### Task to complete
Reproduce every line of the records, requests included, from the line containing "Pick out each instance of the red flower" through the end of the records, inclusive. Scale each point coordinate in the answers by 2.2, round the results to whole numbers with halves rounded up, and return only those lines.

### Record extracts
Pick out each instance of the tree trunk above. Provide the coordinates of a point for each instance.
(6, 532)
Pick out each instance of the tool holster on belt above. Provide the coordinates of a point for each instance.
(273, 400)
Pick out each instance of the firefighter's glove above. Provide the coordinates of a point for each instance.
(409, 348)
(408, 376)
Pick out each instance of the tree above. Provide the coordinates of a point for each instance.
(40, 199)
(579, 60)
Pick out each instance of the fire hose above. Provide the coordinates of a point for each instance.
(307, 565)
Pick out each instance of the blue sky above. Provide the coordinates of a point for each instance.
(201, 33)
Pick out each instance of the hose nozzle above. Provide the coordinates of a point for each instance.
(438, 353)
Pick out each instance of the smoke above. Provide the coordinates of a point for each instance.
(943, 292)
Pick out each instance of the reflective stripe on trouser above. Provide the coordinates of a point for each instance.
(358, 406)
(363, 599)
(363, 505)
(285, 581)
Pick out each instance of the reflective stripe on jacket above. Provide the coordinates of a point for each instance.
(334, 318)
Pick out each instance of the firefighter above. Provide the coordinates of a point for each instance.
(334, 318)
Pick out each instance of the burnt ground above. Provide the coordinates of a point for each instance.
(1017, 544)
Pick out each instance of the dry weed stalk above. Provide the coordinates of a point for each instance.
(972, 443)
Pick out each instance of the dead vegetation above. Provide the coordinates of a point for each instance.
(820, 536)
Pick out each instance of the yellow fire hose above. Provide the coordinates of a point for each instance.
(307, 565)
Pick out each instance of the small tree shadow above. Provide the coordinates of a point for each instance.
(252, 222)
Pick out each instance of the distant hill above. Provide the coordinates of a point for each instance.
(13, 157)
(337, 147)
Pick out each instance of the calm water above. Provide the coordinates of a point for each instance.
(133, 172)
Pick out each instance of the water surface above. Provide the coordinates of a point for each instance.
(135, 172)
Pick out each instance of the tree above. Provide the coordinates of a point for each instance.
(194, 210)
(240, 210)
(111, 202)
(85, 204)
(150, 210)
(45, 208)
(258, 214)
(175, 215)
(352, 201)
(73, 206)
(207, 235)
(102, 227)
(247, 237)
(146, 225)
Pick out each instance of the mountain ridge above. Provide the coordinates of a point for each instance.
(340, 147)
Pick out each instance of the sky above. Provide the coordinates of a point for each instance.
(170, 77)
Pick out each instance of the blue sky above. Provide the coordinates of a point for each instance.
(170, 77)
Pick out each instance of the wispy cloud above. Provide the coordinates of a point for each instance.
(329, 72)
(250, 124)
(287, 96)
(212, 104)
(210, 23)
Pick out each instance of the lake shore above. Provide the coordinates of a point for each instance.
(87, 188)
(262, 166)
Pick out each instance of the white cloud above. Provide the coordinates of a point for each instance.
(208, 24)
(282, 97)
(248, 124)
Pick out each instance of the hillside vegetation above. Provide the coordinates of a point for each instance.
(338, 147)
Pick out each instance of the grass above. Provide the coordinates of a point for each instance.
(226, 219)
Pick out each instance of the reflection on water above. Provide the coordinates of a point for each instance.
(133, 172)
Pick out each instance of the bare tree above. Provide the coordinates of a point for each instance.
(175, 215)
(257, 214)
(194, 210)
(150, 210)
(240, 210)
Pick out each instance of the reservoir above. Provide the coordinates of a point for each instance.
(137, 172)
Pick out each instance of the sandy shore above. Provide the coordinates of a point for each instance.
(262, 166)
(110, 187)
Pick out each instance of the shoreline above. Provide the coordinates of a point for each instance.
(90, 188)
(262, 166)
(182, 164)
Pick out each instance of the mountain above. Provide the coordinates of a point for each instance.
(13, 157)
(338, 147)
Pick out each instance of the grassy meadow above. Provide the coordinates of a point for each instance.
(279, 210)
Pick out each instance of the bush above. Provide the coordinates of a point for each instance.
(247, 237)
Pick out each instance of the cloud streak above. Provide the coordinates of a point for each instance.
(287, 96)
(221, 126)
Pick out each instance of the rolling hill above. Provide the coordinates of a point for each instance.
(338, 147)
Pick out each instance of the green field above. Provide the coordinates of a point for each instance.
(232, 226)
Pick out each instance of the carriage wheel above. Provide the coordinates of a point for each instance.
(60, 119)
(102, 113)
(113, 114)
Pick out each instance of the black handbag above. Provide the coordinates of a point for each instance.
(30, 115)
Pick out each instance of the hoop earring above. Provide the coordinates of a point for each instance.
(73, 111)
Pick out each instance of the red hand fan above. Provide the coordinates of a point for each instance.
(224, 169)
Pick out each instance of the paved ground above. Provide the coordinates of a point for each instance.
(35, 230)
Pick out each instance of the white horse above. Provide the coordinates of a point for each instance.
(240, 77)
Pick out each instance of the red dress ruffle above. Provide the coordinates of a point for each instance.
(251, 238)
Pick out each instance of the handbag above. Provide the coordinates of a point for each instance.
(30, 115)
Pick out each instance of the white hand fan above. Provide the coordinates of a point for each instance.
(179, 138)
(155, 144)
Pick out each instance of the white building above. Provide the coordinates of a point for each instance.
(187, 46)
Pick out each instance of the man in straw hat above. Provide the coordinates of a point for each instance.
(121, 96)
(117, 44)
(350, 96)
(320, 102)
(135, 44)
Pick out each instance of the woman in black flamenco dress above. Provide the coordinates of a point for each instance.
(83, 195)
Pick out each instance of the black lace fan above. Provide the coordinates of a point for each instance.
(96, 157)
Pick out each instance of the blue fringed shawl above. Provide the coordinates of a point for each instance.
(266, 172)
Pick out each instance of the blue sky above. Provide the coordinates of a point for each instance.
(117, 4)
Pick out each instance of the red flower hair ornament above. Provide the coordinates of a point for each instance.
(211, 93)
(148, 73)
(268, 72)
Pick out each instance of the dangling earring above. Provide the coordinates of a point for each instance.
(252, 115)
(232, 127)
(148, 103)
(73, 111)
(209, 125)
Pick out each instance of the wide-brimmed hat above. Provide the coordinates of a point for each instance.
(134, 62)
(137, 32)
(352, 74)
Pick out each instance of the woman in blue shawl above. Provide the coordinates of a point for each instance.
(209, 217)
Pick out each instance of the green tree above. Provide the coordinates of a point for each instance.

### Task result
Pick out each instance of the red flower hair ornament above. Provide the coordinates of a point for each instance.
(464, 205)
(326, 161)
(590, 158)
Pick out each instance of the dangling earring above. Provide the coordinates of a point for each instance.
(554, 253)
(510, 279)
(326, 227)
(161, 244)
(460, 275)
Pick out each instance of the wide-brimmed hat above. Provide the coordinates of a point for each instance.
(295, 136)
(301, 70)
(774, 163)
Pick out each instance of the woman in blue shawl above. Provide the coordinates of a point for each instance.
(460, 477)
Pick out each instance of the green tree above. Provide the coordinates of a point for each instance.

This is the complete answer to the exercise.